▶ **Task description**
Starting at the top line, print the entries below exactly as they are and skip every picture.

Record extracts Start Marker

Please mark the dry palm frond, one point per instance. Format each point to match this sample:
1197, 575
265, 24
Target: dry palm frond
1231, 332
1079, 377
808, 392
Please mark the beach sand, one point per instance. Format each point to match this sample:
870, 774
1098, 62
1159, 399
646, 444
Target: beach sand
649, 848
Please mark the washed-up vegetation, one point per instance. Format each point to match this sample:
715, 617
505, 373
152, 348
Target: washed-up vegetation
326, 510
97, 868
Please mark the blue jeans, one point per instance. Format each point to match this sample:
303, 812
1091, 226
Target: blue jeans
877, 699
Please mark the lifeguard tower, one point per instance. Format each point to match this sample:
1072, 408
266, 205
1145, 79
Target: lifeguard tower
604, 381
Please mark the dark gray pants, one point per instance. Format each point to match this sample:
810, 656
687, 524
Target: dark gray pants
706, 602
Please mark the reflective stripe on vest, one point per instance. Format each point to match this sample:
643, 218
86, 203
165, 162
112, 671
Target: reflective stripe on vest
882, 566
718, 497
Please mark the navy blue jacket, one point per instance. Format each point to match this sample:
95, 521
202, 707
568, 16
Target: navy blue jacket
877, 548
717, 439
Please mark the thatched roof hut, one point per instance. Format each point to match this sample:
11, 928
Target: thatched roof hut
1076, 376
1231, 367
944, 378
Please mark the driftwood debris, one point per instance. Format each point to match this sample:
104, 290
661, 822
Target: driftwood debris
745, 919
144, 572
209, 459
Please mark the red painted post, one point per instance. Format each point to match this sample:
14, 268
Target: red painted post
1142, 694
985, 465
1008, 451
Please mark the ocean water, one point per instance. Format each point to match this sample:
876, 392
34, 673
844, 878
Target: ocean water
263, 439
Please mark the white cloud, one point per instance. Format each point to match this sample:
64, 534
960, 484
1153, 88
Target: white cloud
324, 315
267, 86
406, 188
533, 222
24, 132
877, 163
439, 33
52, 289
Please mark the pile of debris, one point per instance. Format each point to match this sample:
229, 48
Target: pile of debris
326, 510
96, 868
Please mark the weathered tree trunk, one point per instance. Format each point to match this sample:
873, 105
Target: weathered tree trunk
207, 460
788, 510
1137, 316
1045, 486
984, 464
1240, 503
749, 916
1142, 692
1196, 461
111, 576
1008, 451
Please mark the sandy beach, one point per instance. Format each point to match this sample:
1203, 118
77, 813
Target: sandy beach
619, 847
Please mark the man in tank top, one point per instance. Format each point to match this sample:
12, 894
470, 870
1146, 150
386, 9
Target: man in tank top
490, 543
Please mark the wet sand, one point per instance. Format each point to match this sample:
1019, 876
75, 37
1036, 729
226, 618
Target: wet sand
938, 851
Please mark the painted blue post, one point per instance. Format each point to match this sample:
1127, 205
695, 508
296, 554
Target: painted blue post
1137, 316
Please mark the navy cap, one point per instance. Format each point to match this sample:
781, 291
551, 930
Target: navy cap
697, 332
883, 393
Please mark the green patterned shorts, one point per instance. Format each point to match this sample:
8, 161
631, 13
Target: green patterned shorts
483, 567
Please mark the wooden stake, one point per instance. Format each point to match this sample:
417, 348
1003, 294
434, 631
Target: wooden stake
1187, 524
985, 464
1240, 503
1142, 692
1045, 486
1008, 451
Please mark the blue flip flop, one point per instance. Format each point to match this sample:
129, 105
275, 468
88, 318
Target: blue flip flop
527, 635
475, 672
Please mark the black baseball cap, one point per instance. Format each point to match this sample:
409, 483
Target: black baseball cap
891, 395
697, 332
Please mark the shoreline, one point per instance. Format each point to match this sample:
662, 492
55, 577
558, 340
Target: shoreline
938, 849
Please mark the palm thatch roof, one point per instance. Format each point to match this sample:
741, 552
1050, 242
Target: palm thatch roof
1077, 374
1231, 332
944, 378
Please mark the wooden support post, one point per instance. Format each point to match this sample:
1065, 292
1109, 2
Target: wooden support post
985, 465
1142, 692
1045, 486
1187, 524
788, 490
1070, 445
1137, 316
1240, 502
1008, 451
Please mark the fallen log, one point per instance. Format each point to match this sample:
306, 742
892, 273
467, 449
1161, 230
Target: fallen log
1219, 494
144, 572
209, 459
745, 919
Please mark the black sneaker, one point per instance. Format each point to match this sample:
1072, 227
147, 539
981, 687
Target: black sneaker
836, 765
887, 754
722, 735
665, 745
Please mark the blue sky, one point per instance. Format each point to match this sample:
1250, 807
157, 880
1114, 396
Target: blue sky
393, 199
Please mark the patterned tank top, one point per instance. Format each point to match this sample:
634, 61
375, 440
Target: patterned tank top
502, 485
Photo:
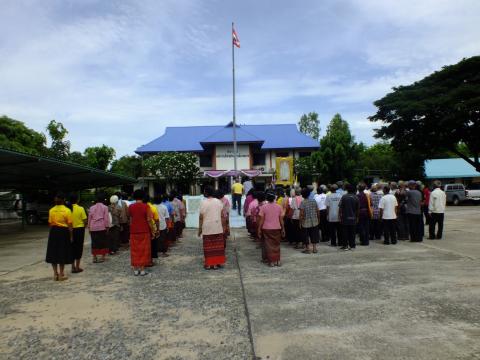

Record extracts End Marker

▶ **Reply to the task**
Please mark the dry palm frond, one point per instance. Format each point to match this sample:
1197, 575
265, 24
Target: dry palm frond
1231, 332
1079, 377
808, 392
Please mark the beach sand, one point per instance. Format each point to match this sample:
870, 774
1098, 62
1159, 399
646, 444
Target: beach sand
649, 848
Please mark the washed-up vegetation, one point per instance. Format each point to match this sample:
715, 617
505, 373
152, 348
Target: washed-up vegetation
326, 510
97, 868
Please mark the blue jeans, one point per instance. Format each point to match this sample:
303, 812
1091, 226
Target: blue jeans
877, 699
Please mark the lifeguard tower, one point per instance. Format each point to match this sample:
1072, 408
266, 205
1145, 79
Target: lifeguard tower
604, 381
Please mark the dark gray pants, one point per instance. Format each point to match this sample:
810, 656
687, 524
Target: dark gray pants
706, 602
Please mark the reflective stripe on vest, one point per instance. Format each point to match this sample:
643, 218
86, 203
165, 162
112, 671
Target: reflective stripe on vest
882, 566
718, 497
Please mark the navy blue jacket, one point per instance. Format each point to match this sample:
95, 521
202, 707
568, 16
Target: navy blue jacket
877, 548
717, 439
Please mark the thatched roof hut, one point per instance. Format each point to match this sample:
11, 928
Target: thatched roof hut
1076, 376
1231, 367
944, 378
Please mark the driftwood debris, one point per instance. Format each point to match this sample:
104, 290
661, 822
Target: driftwood debris
745, 919
144, 572
209, 459
Please mark the red painted post, one point per instance. Format each point to match this sample:
14, 268
Target: red painted post
1142, 694
985, 465
1008, 451
Please mark the ocean water, one point per instance. Format each point to match this sample:
876, 392
34, 673
844, 878
Target: ocean water
263, 439
Please mark the white cloud, one point per instance. Format each point to match this sample:
64, 534
960, 484
1153, 88
Target: white cloud
324, 315
267, 86
406, 188
533, 222
24, 132
877, 163
439, 33
52, 289
Please mark the pile of debris, one point per instance. Format each point to match this sample:
229, 48
Target: pile of debris
326, 510
96, 868
Please mark the weathered tree trunk, one point per instance. Format each point to match this sample:
873, 105
Target: weathered tree trunk
207, 460
788, 510
1137, 316
1045, 486
984, 464
1240, 503
749, 916
1142, 692
1196, 461
111, 576
1008, 451
Please mark the sandy beach, one point per instance. Format each point to match this sample:
1203, 118
77, 813
Target: sandy beach
619, 847
Please mark the man in tank top, one point per instance. Format each point to match this sample:
12, 894
470, 870
1146, 150
386, 9
Target: man in tank top
490, 543
Please mark the wet sand, one point per instance. Format each point to match this sample:
1019, 876
75, 37
1036, 729
226, 618
Target: wet sand
938, 851
Please mark the painted blue post, one point per instance. Format each point to match this sample:
1127, 205
695, 508
296, 554
Target: painted blue post
1137, 316
Please mark the navy cap, one point per instance. Format each point to match this sample:
781, 291
551, 930
Target: navy cap
697, 332
883, 393
Please mark the green patterned shorts, one point per instance. Format each point to match this sample:
8, 161
631, 13
Target: green patterned shorts
483, 567
Please mark the wooden stake, one point per instance. Format each point to match this sample:
417, 348
1003, 294
434, 631
Target: wooden stake
1187, 524
985, 464
1240, 503
1142, 692
1045, 486
1008, 451
Please mark the blue flip flop, one point per instance. Format each point to match this sample:
129, 105
275, 468
88, 318
Target: blue flip flop
527, 635
475, 672
Please mark the black baseball cap, one point per instance. Format each point to match this sample:
409, 483
Target: black baseball cap
891, 395
697, 332
Please mark the shoreline, one point per instance. Format each point to match this sample:
662, 492
55, 577
558, 340
Target: shoreline
938, 849
Please mark the palm thatch roof, one point per instance. Format each point to match this sample:
741, 552
1050, 242
Target: palm thatch roof
1077, 374
1231, 332
944, 378
Please mark the wooden support post, one point per instance. Format each point to match this sample:
1065, 292
1109, 2
Target: wooden support post
985, 465
1142, 692
1045, 486
1187, 524
788, 490
1070, 445
1137, 316
1240, 502
1008, 451
Please mark the fallen log, one point per instance. Format each point to match this sample:
306, 742
892, 273
467, 449
1161, 230
Target: fallen log
1219, 494
144, 572
209, 459
745, 919
Please mark the black sneaker, one point per instance. Format each point to match this sample:
1072, 227
147, 539
981, 687
Target: black sneaker
836, 765
887, 754
722, 735
665, 745
Please mark the blue sky, one point per instance. Format each point to match this sample:
1250, 807
157, 880
1114, 396
Target: blue sky
393, 199
Please mark the patterned tank top, one point per instance. Format each point to match this sample:
634, 61
375, 440
Target: patterned tank top
502, 485
Photo:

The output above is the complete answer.